WRITTEN TASK => Check each statement against the page on selecting one row and say yes or no, quoting the words of the page that decide it. 1. The test table's 100 rows all fit in one 8K block. 2. The procedure selects the row 1000 times. 3. STATISTICS_LEVEL should be set to all.

GIVEN PASSAGE =>
Monday, December 8, 2014

Selecting one row



If the table is small do I really need an index to select just one row?

Yes you do.  Here is a simple test you can use yourself to prove this to anyone one who asks.

If I have a small table with say 100 rows that all fit in a single block, it seems reasonable that a full table scan to find the one row is just fine.  After all it’s just one block so what does it matter?  Here is a simple table and some code to fill it with just 100 rows, and they all fit in one 8K block.

CREATE TABLE ONEHUNDREDROWS (ID NUMBER, FILLER VARCHAR2(2))
/

BEGIN
  FOR X IN 1..100 LOOP
      INSERT INTO ONEHUNDREDROWS VALUES (X,'AA');
  END LOOP;
END;
/
Once the table is created you can run this to see that all the rows are in one block, this returns the distinct block numbers in all the ROWIDs for the table:
SQL> SELECT distinct dbms_rowid.rowid_block_number(ROWID, 'BIGFILE') BLOCK from onehundredrows;

          BLOCK
---------------
       26209107
Now here is a block of code to select one row from this table, 5000 times.  The block will time how much elapsed and CPU time are consumed when doing this.   The select used after running the block will show use the resources used.  Of particular interest to us is the BUFFERs column, this shows how many LIOs were done.  Make sure STATISTICS_LEVEL is set to all. 
ALTER SESSION SET STATISTICS_LEVEL=ALL
/

create or replace procedure one_row_test is
   l_start_time pls_integer;
   l_start_cpu  pls_integer;
   y varchar2(2);
begin
   l_start_time := DBMS_UTILITY.GET_TIME;
   l_start_cpu  := DBMS_UTILITY.GET_CPU_TIME;
   for i in 1 .. 5000 loop
      select filler into y from onehundredrows where id = 42;
   end loop;
   DBMS_OUTPUT.put_line ('******* Select one row 5000 times *******');
   DBMS_OUTPUT.put_line ('Times in hundredths of a second');
   DBMS_OUTPUT.put_line ('**** TIME   - '||to_char(DBMS_UTILITY.get_time - l_start_time));
   DBMS_OUTPUT.put_line ('**** CPU    - '||to_char(DBMS_UTILITY.GET_CPU_TIME - l_start_cpu));
end;
/

EXEC ONE_ROW_TEST

SELECT PLAN_TABLE_OUTPUT FROM TABLE(DBMS_XPLAN.DISPLAY_CURSOR('9mxb9qk546vu6',NULL,'ALLSTATS LAST'))
/

Here is a run doing a full table scan:

SQL> EXEC ONE_ROW_TEST
******* Select one row 5000 times *******
Times in hundredths of a second
**** TIME   - 26
**** CPU    - 25
SQL>
SQL>
SQL> SELECT PLAN_TABLE_OUTPUT FROM TABLE(DBMS_XPLAN.DISPLAY_CURSOR('9mxb9qk546vu6',NULL,'ALLSTATS LAST'))

ENTRIES =>
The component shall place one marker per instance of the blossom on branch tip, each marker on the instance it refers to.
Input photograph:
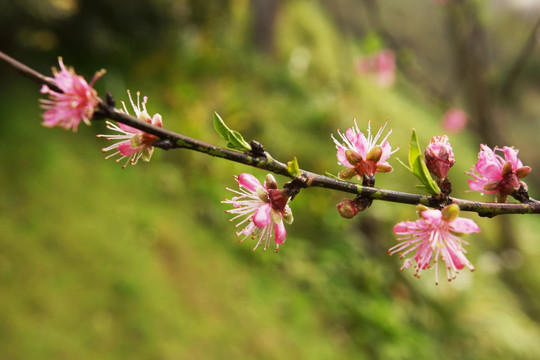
(382, 65)
(439, 156)
(135, 144)
(435, 235)
(494, 174)
(261, 210)
(362, 155)
(75, 103)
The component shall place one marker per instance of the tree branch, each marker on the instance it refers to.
(170, 140)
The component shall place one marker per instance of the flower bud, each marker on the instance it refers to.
(375, 154)
(523, 171)
(450, 212)
(347, 173)
(439, 156)
(384, 168)
(347, 208)
(353, 157)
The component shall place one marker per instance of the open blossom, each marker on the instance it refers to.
(261, 210)
(134, 144)
(435, 235)
(494, 174)
(362, 155)
(382, 65)
(74, 104)
(439, 156)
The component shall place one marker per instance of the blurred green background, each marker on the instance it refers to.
(97, 262)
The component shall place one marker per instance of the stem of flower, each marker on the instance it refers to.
(262, 160)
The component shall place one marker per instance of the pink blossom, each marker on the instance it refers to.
(439, 156)
(362, 155)
(382, 65)
(454, 120)
(135, 143)
(261, 210)
(494, 174)
(75, 103)
(432, 236)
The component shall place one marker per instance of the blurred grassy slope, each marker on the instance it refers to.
(99, 262)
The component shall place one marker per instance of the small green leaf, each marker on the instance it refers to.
(330, 175)
(293, 168)
(404, 165)
(234, 138)
(220, 126)
(414, 149)
(418, 167)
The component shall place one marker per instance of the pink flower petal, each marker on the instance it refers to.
(125, 148)
(279, 230)
(464, 226)
(249, 182)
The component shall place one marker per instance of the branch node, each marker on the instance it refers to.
(165, 144)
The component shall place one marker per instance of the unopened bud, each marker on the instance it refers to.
(347, 208)
(384, 168)
(507, 169)
(523, 171)
(270, 182)
(420, 209)
(491, 185)
(450, 212)
(439, 156)
(347, 173)
(278, 199)
(287, 216)
(374, 154)
(353, 157)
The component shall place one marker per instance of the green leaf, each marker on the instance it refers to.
(293, 168)
(414, 149)
(404, 165)
(220, 126)
(418, 167)
(234, 138)
(330, 175)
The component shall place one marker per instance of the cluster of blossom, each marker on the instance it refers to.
(262, 209)
(78, 101)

EXERCISE ANSWER =>
1. Yes: "they all fit in one 8K block."
2. No: "select one row from this table, 5000 times."
3. Yes: "Make sure STATISTICS_LEVEL is set to all."